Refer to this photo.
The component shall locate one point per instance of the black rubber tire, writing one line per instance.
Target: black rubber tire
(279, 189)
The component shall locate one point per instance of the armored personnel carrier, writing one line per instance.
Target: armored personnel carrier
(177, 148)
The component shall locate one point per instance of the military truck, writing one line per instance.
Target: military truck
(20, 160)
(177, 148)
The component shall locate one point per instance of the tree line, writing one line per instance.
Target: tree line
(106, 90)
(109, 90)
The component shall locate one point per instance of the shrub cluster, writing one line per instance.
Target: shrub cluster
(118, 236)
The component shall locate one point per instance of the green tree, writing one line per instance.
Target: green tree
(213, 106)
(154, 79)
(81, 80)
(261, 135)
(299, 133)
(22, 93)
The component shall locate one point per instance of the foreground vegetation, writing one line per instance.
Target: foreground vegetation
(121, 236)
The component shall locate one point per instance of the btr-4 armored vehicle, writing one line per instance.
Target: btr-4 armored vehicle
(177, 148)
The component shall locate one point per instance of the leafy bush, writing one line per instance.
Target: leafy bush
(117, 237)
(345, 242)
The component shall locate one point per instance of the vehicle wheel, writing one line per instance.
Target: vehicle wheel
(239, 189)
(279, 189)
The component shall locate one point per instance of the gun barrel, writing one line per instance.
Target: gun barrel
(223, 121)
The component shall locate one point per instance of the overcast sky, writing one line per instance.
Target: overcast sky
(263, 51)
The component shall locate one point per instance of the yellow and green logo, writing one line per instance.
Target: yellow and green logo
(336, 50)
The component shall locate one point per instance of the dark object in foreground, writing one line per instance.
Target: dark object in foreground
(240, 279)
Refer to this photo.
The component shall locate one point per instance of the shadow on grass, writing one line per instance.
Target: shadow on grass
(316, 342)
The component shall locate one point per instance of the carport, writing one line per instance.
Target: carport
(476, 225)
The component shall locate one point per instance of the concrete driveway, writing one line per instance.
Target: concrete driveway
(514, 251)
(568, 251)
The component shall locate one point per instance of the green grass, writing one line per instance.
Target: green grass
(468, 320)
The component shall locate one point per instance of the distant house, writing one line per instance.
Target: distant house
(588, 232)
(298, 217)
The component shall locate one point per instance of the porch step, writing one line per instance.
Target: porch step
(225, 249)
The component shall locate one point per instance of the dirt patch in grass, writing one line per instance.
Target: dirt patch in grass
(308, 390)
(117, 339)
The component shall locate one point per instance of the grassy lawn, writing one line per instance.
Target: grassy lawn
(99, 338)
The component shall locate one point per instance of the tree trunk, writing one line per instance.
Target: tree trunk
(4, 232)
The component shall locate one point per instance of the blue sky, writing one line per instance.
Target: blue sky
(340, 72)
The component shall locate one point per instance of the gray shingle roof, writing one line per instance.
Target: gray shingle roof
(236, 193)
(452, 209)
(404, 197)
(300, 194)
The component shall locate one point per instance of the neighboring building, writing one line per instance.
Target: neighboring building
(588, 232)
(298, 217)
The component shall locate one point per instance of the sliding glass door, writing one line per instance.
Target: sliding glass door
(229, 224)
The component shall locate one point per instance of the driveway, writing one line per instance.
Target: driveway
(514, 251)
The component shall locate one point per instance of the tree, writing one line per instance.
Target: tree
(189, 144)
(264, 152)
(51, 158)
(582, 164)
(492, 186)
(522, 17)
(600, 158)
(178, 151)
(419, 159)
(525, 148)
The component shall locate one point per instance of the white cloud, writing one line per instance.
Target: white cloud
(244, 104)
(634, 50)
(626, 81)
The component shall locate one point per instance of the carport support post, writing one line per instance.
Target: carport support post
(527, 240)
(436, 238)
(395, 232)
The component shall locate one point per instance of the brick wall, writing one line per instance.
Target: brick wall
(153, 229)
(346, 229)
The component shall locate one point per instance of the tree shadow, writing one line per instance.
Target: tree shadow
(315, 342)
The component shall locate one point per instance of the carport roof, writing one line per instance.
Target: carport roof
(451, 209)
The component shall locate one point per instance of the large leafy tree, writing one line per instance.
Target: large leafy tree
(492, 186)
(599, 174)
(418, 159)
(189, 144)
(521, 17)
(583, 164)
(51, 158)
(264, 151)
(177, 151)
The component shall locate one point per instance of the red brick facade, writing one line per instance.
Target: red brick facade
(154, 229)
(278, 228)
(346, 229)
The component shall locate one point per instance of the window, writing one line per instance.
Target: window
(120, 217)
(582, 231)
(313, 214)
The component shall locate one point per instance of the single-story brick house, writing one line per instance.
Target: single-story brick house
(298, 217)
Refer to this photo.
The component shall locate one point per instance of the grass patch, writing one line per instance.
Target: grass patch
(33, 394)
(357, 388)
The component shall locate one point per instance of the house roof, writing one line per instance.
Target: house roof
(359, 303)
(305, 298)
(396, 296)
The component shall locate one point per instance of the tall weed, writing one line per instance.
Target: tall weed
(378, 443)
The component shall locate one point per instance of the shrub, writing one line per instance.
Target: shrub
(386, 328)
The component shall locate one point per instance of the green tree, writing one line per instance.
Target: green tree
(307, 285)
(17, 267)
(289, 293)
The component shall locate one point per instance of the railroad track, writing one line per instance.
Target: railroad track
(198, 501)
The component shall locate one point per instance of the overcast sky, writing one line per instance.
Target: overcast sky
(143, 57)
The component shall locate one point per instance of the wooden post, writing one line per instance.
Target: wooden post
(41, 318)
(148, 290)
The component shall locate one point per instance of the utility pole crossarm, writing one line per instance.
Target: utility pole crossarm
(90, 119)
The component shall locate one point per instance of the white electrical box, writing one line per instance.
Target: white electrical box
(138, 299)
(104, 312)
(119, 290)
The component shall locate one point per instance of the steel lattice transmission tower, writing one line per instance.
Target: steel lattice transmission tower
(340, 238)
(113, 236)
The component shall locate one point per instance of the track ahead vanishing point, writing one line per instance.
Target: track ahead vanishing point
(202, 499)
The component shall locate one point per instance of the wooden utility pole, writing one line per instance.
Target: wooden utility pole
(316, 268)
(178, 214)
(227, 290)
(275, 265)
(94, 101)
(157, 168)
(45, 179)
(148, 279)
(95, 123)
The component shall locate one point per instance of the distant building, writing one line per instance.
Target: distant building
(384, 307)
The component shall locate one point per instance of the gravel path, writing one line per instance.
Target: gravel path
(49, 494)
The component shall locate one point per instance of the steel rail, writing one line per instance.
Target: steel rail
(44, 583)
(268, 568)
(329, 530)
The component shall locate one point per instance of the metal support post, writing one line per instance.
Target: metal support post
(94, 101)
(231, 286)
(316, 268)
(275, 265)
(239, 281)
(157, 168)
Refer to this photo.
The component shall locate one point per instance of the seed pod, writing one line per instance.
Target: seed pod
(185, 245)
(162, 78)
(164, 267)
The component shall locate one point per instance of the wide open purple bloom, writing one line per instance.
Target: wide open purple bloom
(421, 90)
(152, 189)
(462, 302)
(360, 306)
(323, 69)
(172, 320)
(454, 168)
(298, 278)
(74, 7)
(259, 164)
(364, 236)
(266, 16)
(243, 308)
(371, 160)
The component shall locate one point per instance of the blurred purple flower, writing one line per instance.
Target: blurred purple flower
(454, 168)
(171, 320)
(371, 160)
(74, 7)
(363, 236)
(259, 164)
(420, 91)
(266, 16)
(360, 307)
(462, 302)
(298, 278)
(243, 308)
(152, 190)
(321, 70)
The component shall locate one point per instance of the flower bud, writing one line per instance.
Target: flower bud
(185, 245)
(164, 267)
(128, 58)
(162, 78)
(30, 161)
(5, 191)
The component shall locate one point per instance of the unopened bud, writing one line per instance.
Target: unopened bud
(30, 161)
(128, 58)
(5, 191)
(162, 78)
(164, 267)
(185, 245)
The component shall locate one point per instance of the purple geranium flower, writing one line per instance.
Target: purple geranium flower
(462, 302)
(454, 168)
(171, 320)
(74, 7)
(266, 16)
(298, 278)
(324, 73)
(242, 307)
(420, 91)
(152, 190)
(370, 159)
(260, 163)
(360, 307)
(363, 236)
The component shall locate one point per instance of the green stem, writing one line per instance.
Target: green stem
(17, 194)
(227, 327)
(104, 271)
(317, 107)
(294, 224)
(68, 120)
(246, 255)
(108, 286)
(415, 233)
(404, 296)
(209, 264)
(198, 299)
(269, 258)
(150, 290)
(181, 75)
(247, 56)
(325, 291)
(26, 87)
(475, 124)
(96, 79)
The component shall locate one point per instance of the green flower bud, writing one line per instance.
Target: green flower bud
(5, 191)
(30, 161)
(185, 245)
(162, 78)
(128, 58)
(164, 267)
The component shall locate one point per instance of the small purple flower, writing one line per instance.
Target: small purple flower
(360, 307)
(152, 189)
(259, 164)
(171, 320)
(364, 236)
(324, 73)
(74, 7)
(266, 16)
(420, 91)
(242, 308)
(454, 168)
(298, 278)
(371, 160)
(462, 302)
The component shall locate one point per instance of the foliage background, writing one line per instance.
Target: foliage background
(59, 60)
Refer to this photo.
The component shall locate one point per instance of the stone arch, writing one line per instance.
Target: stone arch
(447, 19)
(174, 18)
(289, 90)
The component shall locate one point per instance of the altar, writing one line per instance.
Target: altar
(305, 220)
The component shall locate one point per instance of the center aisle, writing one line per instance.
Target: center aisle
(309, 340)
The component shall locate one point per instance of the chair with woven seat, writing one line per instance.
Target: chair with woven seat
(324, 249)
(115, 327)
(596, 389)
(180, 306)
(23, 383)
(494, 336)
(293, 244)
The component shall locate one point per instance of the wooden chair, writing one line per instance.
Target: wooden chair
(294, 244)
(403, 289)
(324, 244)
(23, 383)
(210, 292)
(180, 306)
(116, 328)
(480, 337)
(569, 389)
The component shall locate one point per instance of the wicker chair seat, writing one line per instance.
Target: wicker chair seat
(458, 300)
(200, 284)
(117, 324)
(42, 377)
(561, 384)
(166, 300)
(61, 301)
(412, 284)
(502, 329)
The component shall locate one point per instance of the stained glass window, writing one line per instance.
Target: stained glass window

- **Assignment**: For the lines from the one containing "chair, writing one line per instance." through the end of the listing above, output each exactly and leave out the rest.

- **Answer to this exercise**:
The component shall locate one point per instance of the wooden chair, writing one line per instance.
Target: wooden chair
(294, 244)
(403, 289)
(324, 244)
(23, 383)
(210, 292)
(180, 306)
(116, 328)
(480, 337)
(569, 389)
The component shall locate one point per instance of the wicker chair seat, writing one line per instance.
Target: wicker chair seat
(458, 300)
(200, 284)
(117, 324)
(42, 377)
(561, 384)
(166, 300)
(61, 301)
(412, 284)
(502, 329)
The component shall locate one point per instance of the stained glass window, writing one line per instance.
Target: stained glass window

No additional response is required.